Instructions for the task: Copy out, from the entries below, each line holding the string "tally".

Saved entries:
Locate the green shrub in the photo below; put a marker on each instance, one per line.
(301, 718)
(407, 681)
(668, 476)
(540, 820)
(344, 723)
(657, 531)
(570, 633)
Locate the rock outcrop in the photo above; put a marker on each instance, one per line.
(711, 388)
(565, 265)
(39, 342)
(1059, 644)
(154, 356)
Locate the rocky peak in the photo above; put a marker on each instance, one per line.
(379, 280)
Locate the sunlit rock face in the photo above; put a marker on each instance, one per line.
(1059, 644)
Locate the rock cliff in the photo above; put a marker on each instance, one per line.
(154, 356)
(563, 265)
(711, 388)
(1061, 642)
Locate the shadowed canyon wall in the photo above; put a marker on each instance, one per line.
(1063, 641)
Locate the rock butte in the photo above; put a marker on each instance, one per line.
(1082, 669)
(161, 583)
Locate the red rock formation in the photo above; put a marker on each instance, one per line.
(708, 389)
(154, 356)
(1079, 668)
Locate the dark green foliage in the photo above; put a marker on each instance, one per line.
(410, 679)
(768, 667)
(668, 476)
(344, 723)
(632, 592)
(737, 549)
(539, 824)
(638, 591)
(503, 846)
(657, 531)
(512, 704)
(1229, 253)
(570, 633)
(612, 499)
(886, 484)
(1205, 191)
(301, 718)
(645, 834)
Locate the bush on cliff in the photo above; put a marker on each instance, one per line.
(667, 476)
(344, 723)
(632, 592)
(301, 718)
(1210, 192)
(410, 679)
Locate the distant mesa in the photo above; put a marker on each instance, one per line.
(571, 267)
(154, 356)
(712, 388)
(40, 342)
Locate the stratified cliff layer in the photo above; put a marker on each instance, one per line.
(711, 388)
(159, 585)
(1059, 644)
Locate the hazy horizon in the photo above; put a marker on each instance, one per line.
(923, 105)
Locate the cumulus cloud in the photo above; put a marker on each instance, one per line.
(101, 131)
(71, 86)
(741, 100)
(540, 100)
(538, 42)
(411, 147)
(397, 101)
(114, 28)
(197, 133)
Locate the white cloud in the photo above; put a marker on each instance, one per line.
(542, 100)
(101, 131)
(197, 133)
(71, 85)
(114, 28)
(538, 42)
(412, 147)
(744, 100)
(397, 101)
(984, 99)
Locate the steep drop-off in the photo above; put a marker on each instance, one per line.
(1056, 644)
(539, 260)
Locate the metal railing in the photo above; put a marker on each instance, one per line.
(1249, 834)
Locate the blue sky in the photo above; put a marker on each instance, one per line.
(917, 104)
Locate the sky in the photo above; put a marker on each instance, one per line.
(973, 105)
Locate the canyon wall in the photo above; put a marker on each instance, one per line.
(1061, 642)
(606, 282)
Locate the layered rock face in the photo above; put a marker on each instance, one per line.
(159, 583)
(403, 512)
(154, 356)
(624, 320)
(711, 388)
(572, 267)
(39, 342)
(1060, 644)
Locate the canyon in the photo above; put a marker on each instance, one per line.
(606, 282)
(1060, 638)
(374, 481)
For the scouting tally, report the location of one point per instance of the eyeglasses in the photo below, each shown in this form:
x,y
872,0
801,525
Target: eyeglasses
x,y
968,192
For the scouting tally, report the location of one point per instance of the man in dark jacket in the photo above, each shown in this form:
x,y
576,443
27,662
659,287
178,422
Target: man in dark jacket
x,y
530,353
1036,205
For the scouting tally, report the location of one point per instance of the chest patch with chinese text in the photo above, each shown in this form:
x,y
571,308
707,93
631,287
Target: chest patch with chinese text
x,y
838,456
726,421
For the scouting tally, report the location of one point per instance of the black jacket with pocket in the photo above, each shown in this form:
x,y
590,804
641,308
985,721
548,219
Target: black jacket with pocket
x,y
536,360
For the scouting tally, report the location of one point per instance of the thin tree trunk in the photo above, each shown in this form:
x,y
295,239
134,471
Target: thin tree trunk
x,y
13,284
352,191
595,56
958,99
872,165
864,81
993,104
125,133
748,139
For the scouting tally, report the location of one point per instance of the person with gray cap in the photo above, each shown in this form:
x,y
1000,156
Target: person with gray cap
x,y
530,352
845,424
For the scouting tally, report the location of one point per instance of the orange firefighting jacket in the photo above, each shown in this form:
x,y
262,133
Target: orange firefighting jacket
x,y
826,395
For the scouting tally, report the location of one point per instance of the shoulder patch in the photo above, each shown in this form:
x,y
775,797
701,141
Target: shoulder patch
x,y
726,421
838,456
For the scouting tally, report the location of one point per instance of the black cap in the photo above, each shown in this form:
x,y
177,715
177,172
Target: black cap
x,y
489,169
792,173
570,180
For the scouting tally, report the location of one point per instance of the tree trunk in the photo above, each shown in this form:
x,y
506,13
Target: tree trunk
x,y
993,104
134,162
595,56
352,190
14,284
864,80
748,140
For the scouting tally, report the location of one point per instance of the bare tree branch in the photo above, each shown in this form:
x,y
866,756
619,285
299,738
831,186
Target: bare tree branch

Exercise result:
For the scouting tally, report the location of one point per instance of the eyeglasses in the photo below, each shown in this form:
For the scouting tally, report the location of one point per instance of the man in dark jacket in the photo above, each shown in this form:
For the scouting tally, report the location of one point per instance of the chest patch with chinese text in the photo above, each shown in this form:
For the scouting tally, report the location of one point per instance of the black jacket with pocket in the photo above, each shown in this form:
For the scouting tally, report the location of one point per instance of the thin tree trunk in the photo above, each shown in this form:
For the scouting tally, report the location of one point per instance of the person with gray cap in the photo above, each shown in this form:
For the scouting tally, report the location of one point per instance of the orange firefighting jacket in the photo above, each shown in this form:
For the scouting tally, report the location of one point per instance of the shoulder patch in the photo above, each shown in this form:
For the scouting tally, report the location of one point per instance of the black cap in the photo above, each shown in this form:
For the scouting tally, report the location of one point per instance of the tree trunk in the photo above, each shown in this form:
For the scouting tally, report the location of one point per instance of the bare tree branch in the photo above, each shown in this form:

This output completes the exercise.